Work item: All lines in the listing below from the one containing "point: brick paving" through the last should be written out exactly, and only those.

Data to use:
--*--
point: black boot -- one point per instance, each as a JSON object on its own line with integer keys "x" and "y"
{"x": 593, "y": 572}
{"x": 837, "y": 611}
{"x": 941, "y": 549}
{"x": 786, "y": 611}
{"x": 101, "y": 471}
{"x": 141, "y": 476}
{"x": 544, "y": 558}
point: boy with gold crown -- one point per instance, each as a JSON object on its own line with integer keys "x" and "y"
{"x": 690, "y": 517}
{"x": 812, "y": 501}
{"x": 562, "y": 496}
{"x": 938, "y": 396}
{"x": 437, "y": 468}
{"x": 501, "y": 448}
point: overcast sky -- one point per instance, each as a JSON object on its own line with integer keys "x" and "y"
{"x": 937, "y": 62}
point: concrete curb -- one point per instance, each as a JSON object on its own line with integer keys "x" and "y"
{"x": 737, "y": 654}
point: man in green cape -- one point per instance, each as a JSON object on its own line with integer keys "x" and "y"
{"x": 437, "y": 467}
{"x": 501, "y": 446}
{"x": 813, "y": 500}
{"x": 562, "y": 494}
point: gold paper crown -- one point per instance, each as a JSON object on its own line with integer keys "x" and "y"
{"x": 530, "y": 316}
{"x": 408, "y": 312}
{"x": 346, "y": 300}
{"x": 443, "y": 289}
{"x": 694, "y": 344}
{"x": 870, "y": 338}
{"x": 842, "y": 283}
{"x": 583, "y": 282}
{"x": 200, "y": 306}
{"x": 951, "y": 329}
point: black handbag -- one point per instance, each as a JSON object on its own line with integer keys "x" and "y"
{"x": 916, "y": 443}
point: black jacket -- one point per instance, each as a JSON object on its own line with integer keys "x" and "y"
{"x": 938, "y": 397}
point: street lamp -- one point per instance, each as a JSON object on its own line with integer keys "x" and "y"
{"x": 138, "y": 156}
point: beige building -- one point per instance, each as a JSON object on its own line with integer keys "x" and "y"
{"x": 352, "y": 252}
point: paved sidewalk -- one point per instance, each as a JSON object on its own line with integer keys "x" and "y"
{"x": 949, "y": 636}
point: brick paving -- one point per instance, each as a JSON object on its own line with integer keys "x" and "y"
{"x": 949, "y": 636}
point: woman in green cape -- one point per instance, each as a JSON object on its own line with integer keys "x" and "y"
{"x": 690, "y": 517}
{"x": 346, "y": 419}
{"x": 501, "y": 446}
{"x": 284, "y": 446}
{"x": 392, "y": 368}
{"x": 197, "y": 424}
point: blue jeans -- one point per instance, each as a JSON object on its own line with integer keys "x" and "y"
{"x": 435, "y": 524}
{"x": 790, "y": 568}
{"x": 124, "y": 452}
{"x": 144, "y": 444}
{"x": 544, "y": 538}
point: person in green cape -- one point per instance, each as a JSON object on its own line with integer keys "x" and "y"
--*--
Written response:
point: brick paving -- one point per instance, each as a JSON object on its own line with integer keys "x" and "y"
{"x": 949, "y": 636}
point: woman in green cape -- one point per instance, each as a JSON object on its own line with integer keys "x" and "y"
{"x": 690, "y": 517}
{"x": 346, "y": 419}
{"x": 501, "y": 446}
{"x": 284, "y": 446}
{"x": 392, "y": 368}
{"x": 197, "y": 424}
point: blue jeans -- one point per instance, each as a JSON object on its own line with integer keys "x" and "y"
{"x": 435, "y": 524}
{"x": 790, "y": 568}
{"x": 124, "y": 452}
{"x": 144, "y": 444}
{"x": 544, "y": 538}
point: person in green cape -- one point per instance, each as a JSON object on its own line with integer keys "x" and "y"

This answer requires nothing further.